• _Exercise instructions_
Return the full listing exactly as it is written.

[Entries from a pointing dataset]
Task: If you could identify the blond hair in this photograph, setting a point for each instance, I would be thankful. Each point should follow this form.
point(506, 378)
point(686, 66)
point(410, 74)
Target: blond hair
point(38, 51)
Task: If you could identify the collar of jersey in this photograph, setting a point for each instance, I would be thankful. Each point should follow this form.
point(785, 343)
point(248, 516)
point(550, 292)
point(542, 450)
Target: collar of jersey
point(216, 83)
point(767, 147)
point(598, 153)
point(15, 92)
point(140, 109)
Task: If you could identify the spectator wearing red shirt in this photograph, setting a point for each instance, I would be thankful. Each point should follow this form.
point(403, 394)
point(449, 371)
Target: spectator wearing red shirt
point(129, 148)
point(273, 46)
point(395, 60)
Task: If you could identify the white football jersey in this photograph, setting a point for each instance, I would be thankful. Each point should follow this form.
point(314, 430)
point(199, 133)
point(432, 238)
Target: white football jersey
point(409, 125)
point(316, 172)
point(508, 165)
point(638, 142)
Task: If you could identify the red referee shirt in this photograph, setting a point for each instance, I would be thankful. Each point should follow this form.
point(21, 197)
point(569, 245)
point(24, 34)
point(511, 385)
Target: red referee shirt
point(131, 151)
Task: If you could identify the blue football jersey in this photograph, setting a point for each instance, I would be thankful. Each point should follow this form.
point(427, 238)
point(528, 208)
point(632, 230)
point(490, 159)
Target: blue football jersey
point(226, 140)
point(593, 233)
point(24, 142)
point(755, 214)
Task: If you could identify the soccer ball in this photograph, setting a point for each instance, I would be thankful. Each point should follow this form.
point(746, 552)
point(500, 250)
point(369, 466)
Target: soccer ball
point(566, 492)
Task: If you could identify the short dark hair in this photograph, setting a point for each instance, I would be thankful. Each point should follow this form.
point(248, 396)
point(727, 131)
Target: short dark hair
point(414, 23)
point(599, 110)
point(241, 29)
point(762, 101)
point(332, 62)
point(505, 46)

• _Solved problem_
Task: If you could identify the blond hair in this photograph, setting a point for each instance, I would be thankful. Each point should follow this form.
point(506, 378)
point(686, 66)
point(410, 74)
Target: blond hair
point(38, 51)
Task: If you could identify the collar of jersey in this photograph, setting a point for each instance, I would be thankful. Each point should follow this form.
point(785, 343)
point(248, 516)
point(550, 292)
point(542, 450)
Target: collar of jersey
point(216, 83)
point(767, 147)
point(598, 153)
point(15, 92)
point(140, 109)
Task: If you could identify the spectator wearing red shirt in this photograph, setting a point for each instance, I would be thankful. Each point should follow this form.
point(403, 394)
point(449, 371)
Target: spectator wearing red shirt
point(129, 148)
point(273, 46)
point(395, 60)
Task: If you could identify the white football jersey in this photograph, setting a point for each instance, I would be thankful. Each point should follow this form.
point(314, 430)
point(199, 133)
point(432, 238)
Target: white football jersey
point(409, 125)
point(316, 172)
point(508, 165)
point(638, 142)
Task: If you could identify the red referee shirt in this photograph, setting a point for each instance, I would be thankful. Each point should follow this form.
point(21, 197)
point(569, 245)
point(24, 34)
point(511, 385)
Target: red referee shirt
point(131, 151)
Task: If you could identify the blue football jersey in this photograph, setting a point for each instance, I would be thankful. Each point should follow this form.
point(427, 238)
point(528, 208)
point(632, 230)
point(490, 159)
Target: blue football jersey
point(226, 140)
point(593, 233)
point(24, 142)
point(755, 214)
Task: If you could identify the soccer ball in this photograph, setting a point for each instance, I would be thankful. Each point should follow this form.
point(746, 552)
point(500, 250)
point(369, 466)
Target: soccer ball
point(566, 492)
Task: If you could identify the short dark hair in this photograph, setting a point for each instance, I would be thankful. Each point should follow this form.
point(248, 396)
point(727, 131)
Target: short dark hair
point(414, 23)
point(599, 110)
point(241, 29)
point(762, 101)
point(332, 62)
point(505, 46)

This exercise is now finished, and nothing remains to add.